● What to do: Copy out, word for word, every line from the one containing "Q: Point to one spot on each instance of the beige" through the last line of the rows below, both ends included.

● Task material:
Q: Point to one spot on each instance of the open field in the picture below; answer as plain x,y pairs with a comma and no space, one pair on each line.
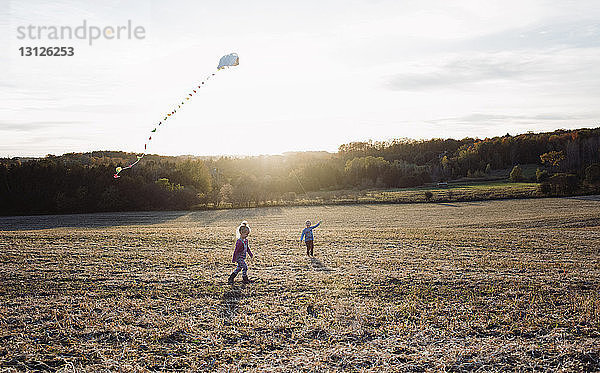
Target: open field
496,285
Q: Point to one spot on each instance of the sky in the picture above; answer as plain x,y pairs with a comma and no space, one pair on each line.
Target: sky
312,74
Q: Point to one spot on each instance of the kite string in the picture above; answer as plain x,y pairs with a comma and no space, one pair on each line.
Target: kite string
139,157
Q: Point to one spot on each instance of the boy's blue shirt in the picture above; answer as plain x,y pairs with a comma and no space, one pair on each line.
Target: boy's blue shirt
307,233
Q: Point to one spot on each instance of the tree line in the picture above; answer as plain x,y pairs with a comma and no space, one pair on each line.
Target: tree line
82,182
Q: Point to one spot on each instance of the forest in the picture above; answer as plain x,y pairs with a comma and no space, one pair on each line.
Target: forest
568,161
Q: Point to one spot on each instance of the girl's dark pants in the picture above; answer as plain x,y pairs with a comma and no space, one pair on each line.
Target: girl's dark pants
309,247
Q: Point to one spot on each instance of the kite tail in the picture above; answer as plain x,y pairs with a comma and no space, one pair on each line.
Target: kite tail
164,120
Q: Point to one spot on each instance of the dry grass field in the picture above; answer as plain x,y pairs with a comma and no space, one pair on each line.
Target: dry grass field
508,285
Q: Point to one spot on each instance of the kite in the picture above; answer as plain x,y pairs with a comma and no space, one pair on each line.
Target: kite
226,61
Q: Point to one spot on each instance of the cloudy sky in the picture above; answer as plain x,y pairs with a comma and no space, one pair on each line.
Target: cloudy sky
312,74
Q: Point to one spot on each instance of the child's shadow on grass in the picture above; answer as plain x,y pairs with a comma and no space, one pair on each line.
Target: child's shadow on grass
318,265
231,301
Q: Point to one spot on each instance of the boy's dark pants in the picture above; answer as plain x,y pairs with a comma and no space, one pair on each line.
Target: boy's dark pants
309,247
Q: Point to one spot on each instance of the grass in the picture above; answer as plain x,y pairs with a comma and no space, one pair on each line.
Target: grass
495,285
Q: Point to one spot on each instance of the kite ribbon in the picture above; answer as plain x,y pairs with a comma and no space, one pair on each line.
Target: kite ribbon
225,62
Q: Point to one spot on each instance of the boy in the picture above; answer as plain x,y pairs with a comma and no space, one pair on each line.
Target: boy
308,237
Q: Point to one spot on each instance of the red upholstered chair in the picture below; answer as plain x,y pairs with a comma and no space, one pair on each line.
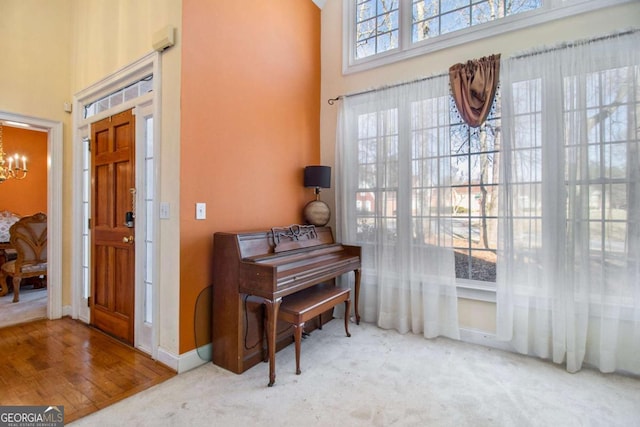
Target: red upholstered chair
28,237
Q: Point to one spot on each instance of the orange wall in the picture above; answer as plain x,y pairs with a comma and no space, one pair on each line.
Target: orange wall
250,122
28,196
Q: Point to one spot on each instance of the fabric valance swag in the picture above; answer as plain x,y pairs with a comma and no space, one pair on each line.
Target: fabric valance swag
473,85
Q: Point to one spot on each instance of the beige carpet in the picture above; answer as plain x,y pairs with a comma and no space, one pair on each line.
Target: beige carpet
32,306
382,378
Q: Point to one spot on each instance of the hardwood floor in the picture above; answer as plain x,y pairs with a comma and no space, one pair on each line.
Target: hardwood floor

● Result below:
Q: Point to one spot on each instance of the beige carpet in the picture above; answer as plain x,y pairs with a comma and no space, one pair on each line.
Target: beige carpet
32,306
382,378
Q: Point to one spot on each instance of the hardwood floor in the picture above; answer as plain x,y pairs with a comma and no space, one pair on each line.
Target: hardwood floor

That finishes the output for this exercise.